-- PASSAGE FOR REVIEW follows --

Serbian Prime Minister Nikola Pašić wanted to abandon the Niš Declaration in 1916 and reduce the wartime objectives to liberation of Serbian territory and gaining control over areas inhabited by ethnic Serbs, but he was overruled by the Prince Regent Alexander. The Entente never accepted the Niš Declaration. International support for Austria-Hungary's preservation would not begin to wane until the United States entered the war in 1917. Nonetheless, in his Fourteen Points speech, U.S. President Woodrow Wilson only promised autonomy for the peoples of Austria-Hungary. Preservation of the dual monarchy was not abandoned before the signing of the Treaty of Brest-Litovsk in March 1918 when the allies became convinced that it could not resist a Communist revolution.

On 30 May 1917, South Slavic members of Vienna's Imperial Council presented the body with the May Declaration, a manifesto demanding the unification of Habsburg lands inhabited by Croats, Slovenes, and Serbs into a democratic, free and independent state equal in status to Cisleithania or the Kingdom of Hungary, under the Habsburg dynasty. The May Declaration was issued while the Entente was still looking for ways to achieve a separate peace with Austria-Hungary and thereby detach it from the influence of the German Empire. This presented a problem for the Serbian government, then exiled on the Greek island of Corfu following the Great Retreat in the winter of 1915–1916. If a separate peace treaty materialised, it increased the risk of a trialist solution for the Habsburg South Slavs, preventing the fulfillment of Serbia's war objectives. Lacking previously strong Russian diplomatic backing since the February Revolution, Pašić felt compelled to come to an arrangement with the Yugoslav Committee, an ad-hoc group of intellectuals and politicians from Austria-Hungary claiming to represent the interests of South Slavs, whose most prominent member, Frano Supilo, advocated a federation to counter the threat of Serbian hegemony in a common South Slavic state.

Pašić invited the Yugoslav Committee to talks on the principles of post-war unification which produced the Corfu Declaration in July 1917. The new declaration retained the "one tri-named people" phrase first used in the Niš Declaration.

-- PASSAGE FOR REVIEW concluded --

__WHAT THIS EXERCISE ASKS__:
1. Please condense the paragraph in the passage on South Slavic unification that begins "On 30 May 1917" into a short list of its main facts.
2. Set down the passage on South Slavic unification word for word, from "Pašić invited the" up to and including "in the Niš Declaration.".

-- SUPPLIED MATERIAL follows --

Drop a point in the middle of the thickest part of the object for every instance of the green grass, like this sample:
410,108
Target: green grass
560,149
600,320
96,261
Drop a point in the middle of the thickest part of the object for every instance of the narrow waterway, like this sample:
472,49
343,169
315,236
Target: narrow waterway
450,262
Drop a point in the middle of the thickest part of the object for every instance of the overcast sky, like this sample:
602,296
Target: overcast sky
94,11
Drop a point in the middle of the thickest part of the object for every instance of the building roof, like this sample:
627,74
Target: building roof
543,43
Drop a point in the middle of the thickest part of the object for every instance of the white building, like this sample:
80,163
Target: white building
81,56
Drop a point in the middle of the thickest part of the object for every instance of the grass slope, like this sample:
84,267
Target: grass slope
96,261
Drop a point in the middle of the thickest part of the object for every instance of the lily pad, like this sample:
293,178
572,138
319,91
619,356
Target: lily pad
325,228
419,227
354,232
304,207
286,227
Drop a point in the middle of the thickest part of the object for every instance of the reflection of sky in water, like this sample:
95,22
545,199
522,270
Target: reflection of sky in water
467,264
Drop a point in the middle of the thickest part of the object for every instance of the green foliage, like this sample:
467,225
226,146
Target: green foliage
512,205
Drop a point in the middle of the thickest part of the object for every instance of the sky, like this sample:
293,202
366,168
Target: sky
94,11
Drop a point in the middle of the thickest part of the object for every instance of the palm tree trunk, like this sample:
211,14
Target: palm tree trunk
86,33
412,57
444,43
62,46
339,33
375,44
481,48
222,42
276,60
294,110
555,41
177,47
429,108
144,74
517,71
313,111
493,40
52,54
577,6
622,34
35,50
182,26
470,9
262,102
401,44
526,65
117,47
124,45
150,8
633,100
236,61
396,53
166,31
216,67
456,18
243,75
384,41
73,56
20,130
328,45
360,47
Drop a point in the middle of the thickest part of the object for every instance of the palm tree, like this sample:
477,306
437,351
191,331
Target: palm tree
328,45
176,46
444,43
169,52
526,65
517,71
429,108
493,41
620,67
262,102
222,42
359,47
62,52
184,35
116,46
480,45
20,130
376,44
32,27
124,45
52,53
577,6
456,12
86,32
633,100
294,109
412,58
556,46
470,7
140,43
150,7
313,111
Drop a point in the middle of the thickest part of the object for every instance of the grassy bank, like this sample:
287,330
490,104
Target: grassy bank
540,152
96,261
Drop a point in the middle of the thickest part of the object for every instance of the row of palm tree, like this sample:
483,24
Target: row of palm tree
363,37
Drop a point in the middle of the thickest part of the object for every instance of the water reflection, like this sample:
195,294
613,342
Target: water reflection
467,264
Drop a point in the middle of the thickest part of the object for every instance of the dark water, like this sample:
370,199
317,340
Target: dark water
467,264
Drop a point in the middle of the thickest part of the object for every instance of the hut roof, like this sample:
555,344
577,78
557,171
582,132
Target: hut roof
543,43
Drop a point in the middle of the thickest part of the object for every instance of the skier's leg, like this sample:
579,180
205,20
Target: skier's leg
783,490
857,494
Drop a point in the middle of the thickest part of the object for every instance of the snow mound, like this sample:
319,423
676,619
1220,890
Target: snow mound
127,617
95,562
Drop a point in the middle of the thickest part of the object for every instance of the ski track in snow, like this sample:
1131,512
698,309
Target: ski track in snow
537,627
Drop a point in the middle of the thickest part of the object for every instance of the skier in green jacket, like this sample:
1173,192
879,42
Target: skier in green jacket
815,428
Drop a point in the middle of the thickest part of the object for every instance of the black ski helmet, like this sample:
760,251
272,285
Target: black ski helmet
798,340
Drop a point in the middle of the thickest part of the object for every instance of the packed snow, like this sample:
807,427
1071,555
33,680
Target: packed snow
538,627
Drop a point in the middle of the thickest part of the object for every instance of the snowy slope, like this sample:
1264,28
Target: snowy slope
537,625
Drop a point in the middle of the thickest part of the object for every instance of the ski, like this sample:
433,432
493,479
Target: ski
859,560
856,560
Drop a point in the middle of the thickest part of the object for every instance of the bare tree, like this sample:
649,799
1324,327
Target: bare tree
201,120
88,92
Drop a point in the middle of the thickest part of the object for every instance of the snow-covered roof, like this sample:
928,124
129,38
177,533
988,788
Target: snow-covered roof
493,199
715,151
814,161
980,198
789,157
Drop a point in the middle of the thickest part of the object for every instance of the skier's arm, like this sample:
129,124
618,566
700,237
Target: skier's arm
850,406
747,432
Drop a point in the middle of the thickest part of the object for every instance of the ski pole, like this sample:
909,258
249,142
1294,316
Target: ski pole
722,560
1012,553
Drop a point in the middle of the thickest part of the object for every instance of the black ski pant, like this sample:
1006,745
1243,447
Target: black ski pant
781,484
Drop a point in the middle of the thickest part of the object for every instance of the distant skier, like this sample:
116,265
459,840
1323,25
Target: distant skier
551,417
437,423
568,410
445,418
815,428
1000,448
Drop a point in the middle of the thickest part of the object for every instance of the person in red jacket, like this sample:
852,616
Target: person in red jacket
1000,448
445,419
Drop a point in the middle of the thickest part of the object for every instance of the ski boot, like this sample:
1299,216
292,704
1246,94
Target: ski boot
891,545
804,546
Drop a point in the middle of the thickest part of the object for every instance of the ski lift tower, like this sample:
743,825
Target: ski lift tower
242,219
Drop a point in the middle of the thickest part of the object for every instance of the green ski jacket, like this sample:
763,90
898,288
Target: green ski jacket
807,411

-- SUPPLIED MATERIAL concluded --

__RESPONSES IN ORDER__:
1.
- On 30 May 1917, South Slavic members of Vienna's Imperial Council presented the May Declaration.
- It demanded that Habsburg lands inhabited by Croats, Slovenes, and Serbs be unified into a democratic, free and independent state under the Habsburg dynasty. That state would be equal in status to Cisleithania or the Kingdom of Hungary.
- It came while the Entente was still seeking a separate peace with Austria-Hungary to detach it from the German Empire.
- This was a problem for the Serbian government, which had been exiled on Corfu since the Great Retreat of 1915–1916. A separate peace would raise the risk of a trialist solution and block Serbia's war objectives.
- Russia's strong diplomatic backing had been lacking since the February Revolution, so Pašić felt compelled to reach an arrangement with the Yugoslav Committee.
- The Yugoslav Committee was an ad-hoc group of intellectuals and politicians from Austria-Hungary who claimed to represent South Slavs. Its most prominent member, Frano Supilo, advocated a federation to counter Serbian hegemony in a common South Slavic state.

2.
Pašić invited the Yugoslav Committee to talks on the principles of post-war unification which produced the Corfu Declaration in July 1917. The new declaration retained the "one tri-named people" phrase first used in the Niš Declaration.